### Listed entries
________

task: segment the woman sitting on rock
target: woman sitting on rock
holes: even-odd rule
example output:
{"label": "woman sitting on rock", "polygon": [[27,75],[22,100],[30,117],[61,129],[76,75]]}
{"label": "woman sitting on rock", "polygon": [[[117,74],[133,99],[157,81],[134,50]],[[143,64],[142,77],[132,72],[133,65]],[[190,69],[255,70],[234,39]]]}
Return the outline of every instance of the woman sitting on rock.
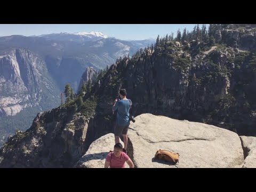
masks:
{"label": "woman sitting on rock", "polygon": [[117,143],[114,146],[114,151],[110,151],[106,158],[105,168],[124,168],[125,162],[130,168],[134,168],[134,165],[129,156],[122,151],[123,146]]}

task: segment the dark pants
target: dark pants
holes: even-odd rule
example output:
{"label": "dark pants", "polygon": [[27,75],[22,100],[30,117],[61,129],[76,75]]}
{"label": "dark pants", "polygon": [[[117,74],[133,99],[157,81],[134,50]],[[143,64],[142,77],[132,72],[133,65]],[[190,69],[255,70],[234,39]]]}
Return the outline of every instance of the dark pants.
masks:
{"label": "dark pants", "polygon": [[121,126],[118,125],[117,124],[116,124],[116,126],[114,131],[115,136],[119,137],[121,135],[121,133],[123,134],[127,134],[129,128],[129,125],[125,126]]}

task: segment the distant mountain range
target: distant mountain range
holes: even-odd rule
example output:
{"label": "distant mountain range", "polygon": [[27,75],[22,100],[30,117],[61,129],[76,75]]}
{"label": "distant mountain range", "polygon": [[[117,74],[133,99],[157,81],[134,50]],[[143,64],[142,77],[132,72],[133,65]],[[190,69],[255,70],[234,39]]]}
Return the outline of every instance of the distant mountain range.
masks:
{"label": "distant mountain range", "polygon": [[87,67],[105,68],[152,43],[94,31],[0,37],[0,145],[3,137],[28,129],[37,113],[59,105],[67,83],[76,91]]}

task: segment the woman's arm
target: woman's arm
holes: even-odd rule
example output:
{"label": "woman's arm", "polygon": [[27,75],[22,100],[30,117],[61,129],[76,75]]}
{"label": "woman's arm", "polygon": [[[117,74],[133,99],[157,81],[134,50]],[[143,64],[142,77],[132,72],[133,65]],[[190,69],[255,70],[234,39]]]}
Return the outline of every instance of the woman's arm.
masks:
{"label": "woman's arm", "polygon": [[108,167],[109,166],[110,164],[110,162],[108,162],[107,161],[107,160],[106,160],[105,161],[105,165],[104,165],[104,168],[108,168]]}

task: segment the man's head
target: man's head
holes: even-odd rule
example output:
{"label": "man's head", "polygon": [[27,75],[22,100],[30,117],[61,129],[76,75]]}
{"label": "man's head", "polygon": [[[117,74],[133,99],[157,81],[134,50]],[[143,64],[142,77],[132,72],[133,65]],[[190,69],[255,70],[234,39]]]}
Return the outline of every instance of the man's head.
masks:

________

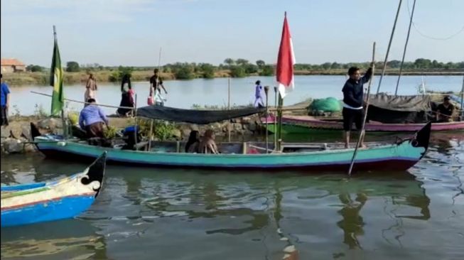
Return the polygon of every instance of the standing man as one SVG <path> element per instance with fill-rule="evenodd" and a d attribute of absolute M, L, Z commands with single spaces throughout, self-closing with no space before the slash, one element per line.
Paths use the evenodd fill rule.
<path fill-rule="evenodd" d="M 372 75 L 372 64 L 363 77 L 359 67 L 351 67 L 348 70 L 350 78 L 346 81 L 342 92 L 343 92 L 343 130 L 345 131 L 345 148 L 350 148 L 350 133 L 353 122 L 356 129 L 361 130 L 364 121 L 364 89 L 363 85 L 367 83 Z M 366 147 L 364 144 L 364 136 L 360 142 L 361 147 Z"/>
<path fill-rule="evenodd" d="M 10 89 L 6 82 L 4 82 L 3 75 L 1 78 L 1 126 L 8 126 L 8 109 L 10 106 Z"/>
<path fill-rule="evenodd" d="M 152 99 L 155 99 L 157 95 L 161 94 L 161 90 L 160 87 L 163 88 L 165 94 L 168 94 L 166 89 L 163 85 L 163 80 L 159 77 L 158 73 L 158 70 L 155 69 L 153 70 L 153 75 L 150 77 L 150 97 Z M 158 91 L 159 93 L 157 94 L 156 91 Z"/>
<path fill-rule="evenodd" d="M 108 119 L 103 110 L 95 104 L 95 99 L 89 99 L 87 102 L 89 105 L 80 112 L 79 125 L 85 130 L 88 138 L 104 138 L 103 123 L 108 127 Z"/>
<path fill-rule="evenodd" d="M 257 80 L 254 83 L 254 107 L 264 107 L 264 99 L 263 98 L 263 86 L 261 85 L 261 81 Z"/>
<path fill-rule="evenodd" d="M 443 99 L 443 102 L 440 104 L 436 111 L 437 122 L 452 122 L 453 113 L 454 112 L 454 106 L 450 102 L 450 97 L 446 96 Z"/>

________

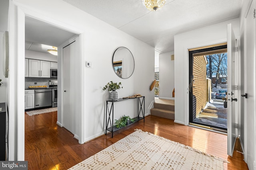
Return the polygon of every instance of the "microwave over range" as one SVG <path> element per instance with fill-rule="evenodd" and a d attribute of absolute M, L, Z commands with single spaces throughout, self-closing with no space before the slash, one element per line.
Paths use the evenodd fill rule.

________

### Exercise prompt
Copy out each line of the records that contains the string "task", treating uppercase and lowercase letters as different.

### Written response
task: segment the woman sitting on rock
task: segment the dark pants
task: segment the distant mountain range
task: segment the woman's arm
task: segment the man's head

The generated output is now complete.